◆ 阅读材料:
需要说明的是,由于本申请中所涉及的批量归一化(Batch Normalization,BN)是通过对卷积神经网络CNN中某几个卷积层或者每一个卷积层之后,加入归一化层,进行归一化处理后,再进入下一层网络。因此,以下对卷积神经网络CNN的结构进行示例性介绍:
卷积神经网络CNN是一种带有卷积结构的深度神经网络,是一种深度学习(deep  learning)架构,深度学习架构是指通过机器学习的算法,在不同的抽象层级上进行多个层次的学习。作为一种深度学习架构,CNN是一种前馈(feed-forward)人工神经网络,该前馈人工神经网络中的各个神经元对输入其中的图像中的重叠区域作出响应。
如图1所示,图1为本发明实施例提供的一种卷积神经网络示意图,卷积神经网络(CNN)100可以包括输入层110,卷积层/池化层120,以及神经网络层130,其中池化层为可选的。
卷积层/池化层120:
如图1所示卷积层/池化层120可以包括如示例121-126层,在一种实现中,121层为卷积层,122层为池化层,123层为卷积层,124层为池化层,125为卷积层,126为池化层;在另一种实现方式中,121、122为卷积层,123为池化层,124、125为卷积层,126为池化层。即卷积层的输出可以作为随后的池化层的输入,也可以作为另一个卷积层的输入以继续进行卷积操作。
卷积层:
以卷积层121为例,卷积层121可以包括很多个卷积算子,卷积算子也称为核,其在图像处理中的作用相当于一个从输入图像矩阵中提取特定信息的过滤器,卷积算子本质上可以是一个权重矩阵,这个权重矩阵通常被预先定义,在对图像进行卷积操作的过程中,权重矩阵通常在输入图像上沿着水平方向一个像素接着一个像素(或两个像素接着两个像素……,这取决于步长stride的取值)的进行处理,从而完成从图像中提取特定特征的工作。该权重矩阵的大小应该与图像的大小相关,需要注意的是,权重矩阵的纵深维度(depth dimension)和输入图像的纵深维度是相同的,在进行卷积运算的过程中,权重矩阵会延伸到输入图像的整个深度。因此,和一个单一的权重矩阵进行卷积会产生一个单一纵深维度的卷积化输出,但是大多数情况下不使用单一权重矩阵,而是应用维度相同的多个权重矩阵。每个权重矩阵的输出被堆叠起来形成卷积图像的纵深维度。不同的权重矩阵可以用来提取图像中不同的特征,例如一个权重矩阵用来提取图像边缘信息,另一个权重矩阵用来提取图像的特定颜色,又一个权重矩阵用来对图像中不需要的噪点进行模糊化……该多个权重矩阵维度相同,经过该多个维度相同的权重矩阵提取后的特征图维度也相同,再将提取到的多个维度相同的特征图合并形成卷积运算的输出。
这些权重矩阵中的权重值在实际应用中需要经过大量的训练得到,通过训练得到的权重值形成的各个权重矩阵可以从输入图像中提取信息,从而帮助卷积神经网络100进行正确的预测。

◆ 数据摘录:

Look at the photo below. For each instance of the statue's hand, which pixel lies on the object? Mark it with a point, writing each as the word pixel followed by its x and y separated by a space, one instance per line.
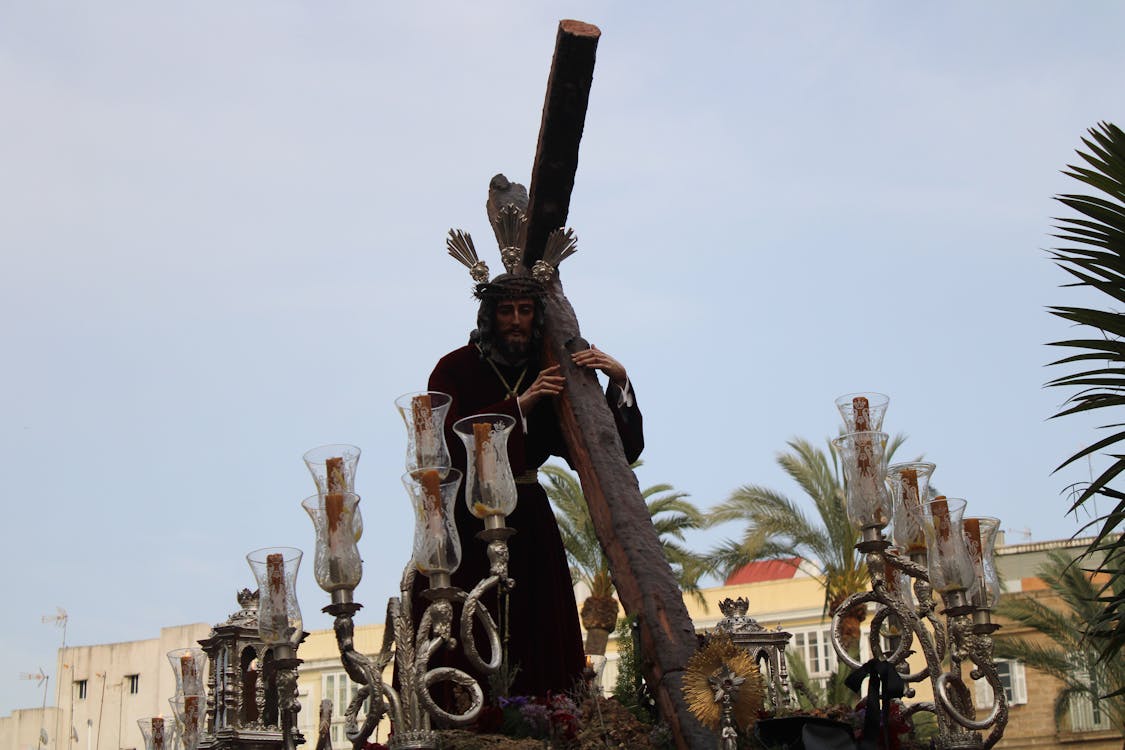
pixel 599 360
pixel 549 382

◆ 任务说明 1:
请将关于卷积神经网络的文字中从“如图1所示,图1为本发明实施”起、至“层的输入以继续进行卷积操作。”止的部分逐字照录。
◆ 任务说明 2:
把关于卷积神经网络的文字里以“如图1所示卷积层/池化层120可以包括”开头的那一段改写成条目列表，保留其主要事实。
◆ 任务说明 3:
接着关于卷积神经网络的文字最后一句往下续写。

◆ 参考答案 1:
如图1所示,图1为本发明实施例提供的一种卷积神经网络示意图,卷积神经网络(CNN)100可以包括输入层110,卷积层/池化层120,以及神经网络层130,其中池化层为可选的。
卷积层/池化层120:
如图1所示卷积层/池化层120可以包括如示例121-126层,在一种实现中,121层为卷积层,122层为池化层,123层为卷积层,124层为池化层,125为卷积层,126为池化层;在另一种实现方式中,121、122为卷积层,123为池化层,124、125为卷积层,126为池化层。即卷积层的输出可以作为随后的池化层的输入,也可以作为另一个卷积层的输入以继续进行卷积操作。

◆ 参考答案 2:
- 卷积层/池化层120可包括121至126层。
- 一种实现中，121、123、125为卷积层，122、124、126为池化层。
- 另一种实现中，121、122、124、125为卷积层，123、126为池化层。
- 卷积层的输出既可作为随后池化层的输入，也可作为另一个卷积层的输入，以继续进行卷积操作。

◆ 参考答案 3:
当卷积神经网络100有多个卷积层的时候,初始的卷积层(例如121)往往提取较多的一般特征,该一般特征也可以被称为低级别的特征;随着卷积神经网络100深度的加深,越往后的卷积层(例如126)提取到的特征越来越复杂,比如高级别的语义之类的特征,语义越高的特征越适用于待解决的问题。
池化层:
由于常常需要减少训练参数的数量,因此卷积层之后常常需要周期性的引入池化层,即如图1中120所示例的121-126各层,可以是一层卷积层后面跟一层池化层,也可以是多层卷积层后面接一层或多层池化层。在图像处理过程中,池化层的唯一目的就是减少图像的空间大小。池化层可以包括平均池化算子和/或最大池化算子,以用于对输入图像进行 采样得到较小尺寸的图像。平均池化算子可以在特定范围内对图像中的像素值进行计算产生平均值。最大池化算子可以在特定范围内取该范围内值最大的像素作为最大池化的结果。另外,就像卷积层中用权重矩阵的大小应该与图像大小相关一样,池化层中的运算符也应该与图像的大小相关。通过池化层处理后输出的图像尺寸可以小于输入池化层的图像的尺寸,池化层输出的图像中每个像素点表示输入池化层的图像的对应子区域的平均值或最大值。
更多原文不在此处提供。